Return the whole listing unchanged. Drop the images.
[[ Data shown, beginning ]]
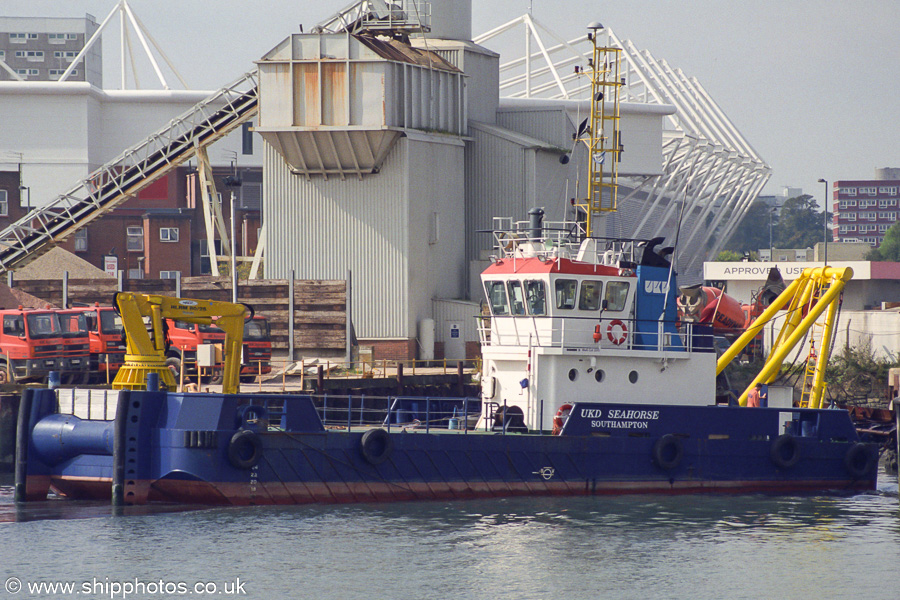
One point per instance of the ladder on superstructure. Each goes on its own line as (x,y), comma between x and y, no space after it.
(135,169)
(602,136)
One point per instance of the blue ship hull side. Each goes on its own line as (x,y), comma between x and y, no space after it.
(183,451)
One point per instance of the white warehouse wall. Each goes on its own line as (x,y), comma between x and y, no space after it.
(61,132)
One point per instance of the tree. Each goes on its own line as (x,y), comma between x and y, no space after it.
(890,246)
(800,224)
(753,231)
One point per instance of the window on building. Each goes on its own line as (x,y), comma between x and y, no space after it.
(81,240)
(247,138)
(434,228)
(134,241)
(57,73)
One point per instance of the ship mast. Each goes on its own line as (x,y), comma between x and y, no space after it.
(602,135)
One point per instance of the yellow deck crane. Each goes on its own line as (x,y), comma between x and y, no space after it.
(816,291)
(146,353)
(601,133)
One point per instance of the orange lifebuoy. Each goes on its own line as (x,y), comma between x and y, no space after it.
(560,419)
(616,339)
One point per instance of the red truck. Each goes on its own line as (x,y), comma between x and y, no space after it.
(32,343)
(76,346)
(185,337)
(105,330)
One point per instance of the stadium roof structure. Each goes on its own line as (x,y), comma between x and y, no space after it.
(710,174)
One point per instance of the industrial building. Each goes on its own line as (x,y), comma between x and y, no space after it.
(391,138)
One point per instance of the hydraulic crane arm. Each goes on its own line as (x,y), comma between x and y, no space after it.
(147,353)
(808,297)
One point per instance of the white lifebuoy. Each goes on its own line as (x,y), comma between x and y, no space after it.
(617,339)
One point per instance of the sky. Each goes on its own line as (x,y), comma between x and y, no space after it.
(812,86)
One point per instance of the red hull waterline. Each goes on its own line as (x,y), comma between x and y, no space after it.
(244,494)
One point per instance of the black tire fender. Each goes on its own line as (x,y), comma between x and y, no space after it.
(245,449)
(668,451)
(859,461)
(376,446)
(785,451)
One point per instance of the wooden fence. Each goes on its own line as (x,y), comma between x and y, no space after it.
(317,308)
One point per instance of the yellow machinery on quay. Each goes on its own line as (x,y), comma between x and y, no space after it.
(146,344)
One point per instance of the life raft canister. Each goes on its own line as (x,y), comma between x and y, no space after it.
(619,337)
(562,415)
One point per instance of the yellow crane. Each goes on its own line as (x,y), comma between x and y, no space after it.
(601,134)
(816,291)
(146,351)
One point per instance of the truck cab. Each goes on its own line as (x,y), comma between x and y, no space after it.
(31,344)
(106,333)
(76,346)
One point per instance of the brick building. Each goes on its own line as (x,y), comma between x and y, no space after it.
[[ Data shown, end ]]
Solution to this exercise =>
One point per instance of the ladder on superstructure. Each goes on its own line as (x,y), comma between x and y, no space after it.
(135,169)
(602,136)
One point per instance of the blue ship hull side. Each goes on its own line as (x,y), comma between x and y, no space after it.
(183,451)
One point per instance of the white warehouse wall. Each goes on its own line as (x,y), comma between x and y, no space after it.
(61,132)
One point per instance of the tree. Each goes on its own line as (x,y), comma between x and y, no space after it.
(890,246)
(800,224)
(753,231)
One point per instance of the window on building. Each goes on its own line as (x,y), comma between x and y, no space after it.
(81,240)
(247,138)
(434,228)
(134,241)
(57,73)
One point per instance of the ship mast. Each goes on its own line as (x,y), comma between x and y, no space after it.
(602,135)
One point per instance of the yellow deck crane. Each goes on its own line as (x,y), comma between x and y, no space after it.
(816,291)
(146,353)
(601,133)
One point per instance of the orange lifebuoy. Each goes on its own line as (x,y), comma between x and y, no space after it.
(560,419)
(616,339)
One point per instance of the red truck. Each goes on its own line as (x,y), comma between x and y, no space after it.
(32,343)
(76,346)
(185,337)
(105,330)
One point per instance of the stadium roof structure. Each goes on its own line as (x,y), comma between x and y, no space after it.
(710,174)
One point per instance of the industrial building. Each goes on its own line as (x,y), comma between x and y, no space after it.
(391,138)
One point per instance of the hydraulic crane arm. Each goes on its own line as (x,y), comma between x and y, no space after it.
(147,353)
(808,297)
One point per instance of the white lifebuoy. Each goes on its own line as (x,y), comma between x and y, no space after it.
(617,339)
One point per instance of the sky. Each goes on its own line as (x,y), comma between x and y, no space after it.
(812,86)
One point per instance of the red hull waterline. Each goes on its own line as (x,y), comma between x and y, no space after it.
(244,494)
One point per instance of the black tire fender. Each goes on its own line as (x,y), comma between x and y, no space after it.
(245,449)
(668,451)
(859,461)
(376,446)
(785,451)
One point per instance of the wooden fence. Each goes on its own line as (x,y), comma between x and y, no space after it.
(317,308)
One point per instance of the yellow machinery on quay. Each goes on its own line as (x,y), comma between x and y, no space after it.
(146,344)
One point per instance of the life raft canister. Each goes on its own line as (x,y), comma between x and y, no space after it.
(619,337)
(562,415)
One point per instance of the yellow crane. Each goes on its own line as (x,y), comma between x and y, no space after it.
(601,134)
(816,291)
(146,351)
One point per instance of the truck cab. Each goes on its own line as (x,y), comma between x and y, no space after it.
(31,344)
(106,333)
(76,346)
One point per instance of the brick building. Each goes on its own line as (x,y), comma between x and y, no space after it.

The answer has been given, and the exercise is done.